──────── EXTRACTED DATA
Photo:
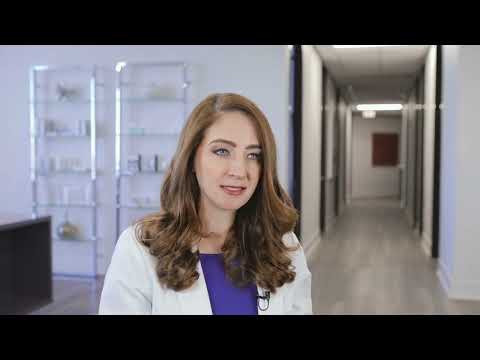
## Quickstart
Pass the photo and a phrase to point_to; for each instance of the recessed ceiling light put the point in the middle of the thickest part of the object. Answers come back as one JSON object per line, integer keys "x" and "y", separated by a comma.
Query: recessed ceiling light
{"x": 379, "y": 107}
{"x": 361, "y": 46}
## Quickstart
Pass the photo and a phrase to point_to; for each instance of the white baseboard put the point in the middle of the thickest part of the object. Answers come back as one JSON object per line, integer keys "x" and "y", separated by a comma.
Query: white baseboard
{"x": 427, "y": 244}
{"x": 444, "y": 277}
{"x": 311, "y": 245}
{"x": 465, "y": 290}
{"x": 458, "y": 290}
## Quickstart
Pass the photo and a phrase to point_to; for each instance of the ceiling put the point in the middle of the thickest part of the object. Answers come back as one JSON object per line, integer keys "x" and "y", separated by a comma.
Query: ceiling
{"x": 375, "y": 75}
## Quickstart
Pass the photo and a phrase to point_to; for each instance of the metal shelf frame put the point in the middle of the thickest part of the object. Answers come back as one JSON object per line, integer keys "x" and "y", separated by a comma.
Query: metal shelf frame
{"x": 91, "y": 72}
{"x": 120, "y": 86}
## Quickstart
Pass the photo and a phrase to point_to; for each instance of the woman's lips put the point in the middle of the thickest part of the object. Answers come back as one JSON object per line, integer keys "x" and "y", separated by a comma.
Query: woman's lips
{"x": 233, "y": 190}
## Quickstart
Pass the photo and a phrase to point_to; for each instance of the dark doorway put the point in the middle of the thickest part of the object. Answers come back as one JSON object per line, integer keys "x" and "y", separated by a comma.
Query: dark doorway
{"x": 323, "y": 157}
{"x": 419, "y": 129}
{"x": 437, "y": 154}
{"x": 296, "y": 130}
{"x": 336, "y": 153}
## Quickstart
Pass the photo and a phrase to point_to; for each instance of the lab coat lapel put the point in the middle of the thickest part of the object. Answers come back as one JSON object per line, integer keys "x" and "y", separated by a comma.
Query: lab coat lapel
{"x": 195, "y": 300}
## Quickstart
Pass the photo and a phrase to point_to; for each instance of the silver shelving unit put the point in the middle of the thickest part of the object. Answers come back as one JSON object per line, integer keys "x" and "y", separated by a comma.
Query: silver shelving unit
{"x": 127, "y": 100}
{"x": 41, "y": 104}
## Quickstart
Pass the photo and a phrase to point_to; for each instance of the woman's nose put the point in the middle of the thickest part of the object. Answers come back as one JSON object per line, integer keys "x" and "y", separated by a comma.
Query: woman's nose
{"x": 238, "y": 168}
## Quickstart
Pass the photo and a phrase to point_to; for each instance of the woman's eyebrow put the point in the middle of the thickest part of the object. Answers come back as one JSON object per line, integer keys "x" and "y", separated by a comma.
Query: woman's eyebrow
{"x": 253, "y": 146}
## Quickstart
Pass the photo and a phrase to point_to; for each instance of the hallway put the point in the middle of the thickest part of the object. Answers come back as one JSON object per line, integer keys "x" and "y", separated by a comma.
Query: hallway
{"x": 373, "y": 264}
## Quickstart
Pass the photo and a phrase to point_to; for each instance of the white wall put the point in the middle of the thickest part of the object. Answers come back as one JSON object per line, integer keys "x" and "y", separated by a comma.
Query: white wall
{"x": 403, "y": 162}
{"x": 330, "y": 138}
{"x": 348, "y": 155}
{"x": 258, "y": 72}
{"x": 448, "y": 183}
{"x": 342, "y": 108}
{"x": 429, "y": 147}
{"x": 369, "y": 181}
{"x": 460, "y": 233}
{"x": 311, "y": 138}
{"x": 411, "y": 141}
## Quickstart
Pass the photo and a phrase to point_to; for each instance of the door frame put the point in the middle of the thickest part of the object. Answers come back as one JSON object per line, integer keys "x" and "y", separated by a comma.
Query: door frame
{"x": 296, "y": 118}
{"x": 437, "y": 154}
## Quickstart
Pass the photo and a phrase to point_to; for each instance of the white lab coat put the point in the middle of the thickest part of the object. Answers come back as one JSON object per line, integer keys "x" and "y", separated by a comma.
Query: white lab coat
────────────────
AIM OF THE EXERCISE: Copy out every line of the material above exactly, skipping the pictures.

THE ANSWER:
Photo:
## Quickstart
Pass the photo and a phrase to point_to; for each instance of the recessed ceiling light put the point in the middle of the thickest part of the object. Answers come back as one JSON object per line, integer keys "x" and "y", separated by a comma.
Query: recessed ceiling light
{"x": 379, "y": 107}
{"x": 361, "y": 46}
## Quickstart
Pass the photo and a phrase to point_to; for each instance of the white baseboard put the point in the middle of the thickest part of the object. Answers come back as one JSON object per line, integer keys "x" and "y", separated by a comma.
Query: white baseboard
{"x": 427, "y": 244}
{"x": 444, "y": 277}
{"x": 311, "y": 245}
{"x": 465, "y": 290}
{"x": 458, "y": 290}
## Quickstart
Pass the photo and a phrase to point_to; for each instance of the ceiling put the point in the middle of the thickest part of the object. Answers come back as one JSON object per line, integer keys "x" and "y", separated by a comma.
Query: ceiling
{"x": 375, "y": 75}
## Quickstart
Pass the photo and a phrase to point_to; for each instance of the metal shelf frame put the point in the middle of the thickest part of the object. Answers come back as one JSON object per line, integer keys "x" and "y", separated by a comma.
Query: metal shelf frame
{"x": 91, "y": 72}
{"x": 120, "y": 86}
## Quickstart
Pass the photo and a phrase to point_to; for each instance of the woman's lips put the point in the middle of the thickest part of the object. Answers come back as one JSON object per line, integer keys "x" and "y", separated by a comma.
Query: woman's lips
{"x": 233, "y": 190}
## Quickstart
Pass the photo and a phrase to point_to; for each instance of the dark doorway put the point in the middle of the thickest part of the object. Answers come back as one JSON object per line, integer keys "x" and "y", separated by a comma.
Query: dark doorway
{"x": 323, "y": 157}
{"x": 419, "y": 129}
{"x": 437, "y": 154}
{"x": 296, "y": 130}
{"x": 336, "y": 153}
## Quickstart
Pass the photo and a phrase to point_to; for each instance of the lab coat lapel put the point in the middle of the thickest part of the object. Answers come back as one JSON object per line, integer keys "x" and "y", separated by a comma.
Query: lab coat lapel
{"x": 195, "y": 300}
## Quickstart
Pass the photo and a phrase to point_to; for each instance of the silver shelving unit put the point in the middle of the thickest part of the object. Answers come back as one JSON object per line, integer keys "x" and "y", separated by a comma.
Query: silver shelving unit
{"x": 127, "y": 100}
{"x": 41, "y": 104}
## Quickstart
Pass the photo and a phrase to point_to; for each instance of the woman's nose put the point in the middle of the thickest part of the object. Answers come back as one JSON object per line, integer keys "x" and "y", separated by a comma.
Query: woman's nose
{"x": 238, "y": 168}
## Quickstart
Pass the photo and a phrase to point_to; for each instance of the woman's eyebrow put the point in the middle of the thickest part of the object. Answers come back as one JSON object per line, integer keys "x" and "y", separated by a comma.
Query: woman's eyebrow
{"x": 253, "y": 146}
## Quickstart
Pass the photo and a phrase to point_to; for each instance of the hallway put the point in the middle of the thickest part of the object. Answers come back as one JSON object per line, integer keys "x" and "y", separated by a comma.
Query: hallway
{"x": 373, "y": 264}
## Quickstart
Pass the photo and a phrase to point_to; for each instance of the white wall put the point in the middle of the thickest part of the object. Answers come back as one JSON object per line, integer keys "x" and "y", separated by a comma.
Query: white wall
{"x": 403, "y": 162}
{"x": 330, "y": 138}
{"x": 348, "y": 155}
{"x": 258, "y": 72}
{"x": 448, "y": 183}
{"x": 342, "y": 108}
{"x": 429, "y": 147}
{"x": 369, "y": 181}
{"x": 460, "y": 233}
{"x": 311, "y": 138}
{"x": 411, "y": 141}
## Quickstart
Pass the photo and a phrase to point_to; for each instance of the door frame put the point in the middle of the thickest part of the object. Answers come back as one JSON object per line, integer keys "x" and "y", separated by a comma.
Query: door frame
{"x": 296, "y": 118}
{"x": 437, "y": 154}
## Quickstart
Pass the photo and a phrase to point_to; for each instance of the white lab coat put the point in the middle of the thickest part of the object. Answers come back as one JSON object per line, integer keys "x" and "y", separated by a comma.
Query: white lab coat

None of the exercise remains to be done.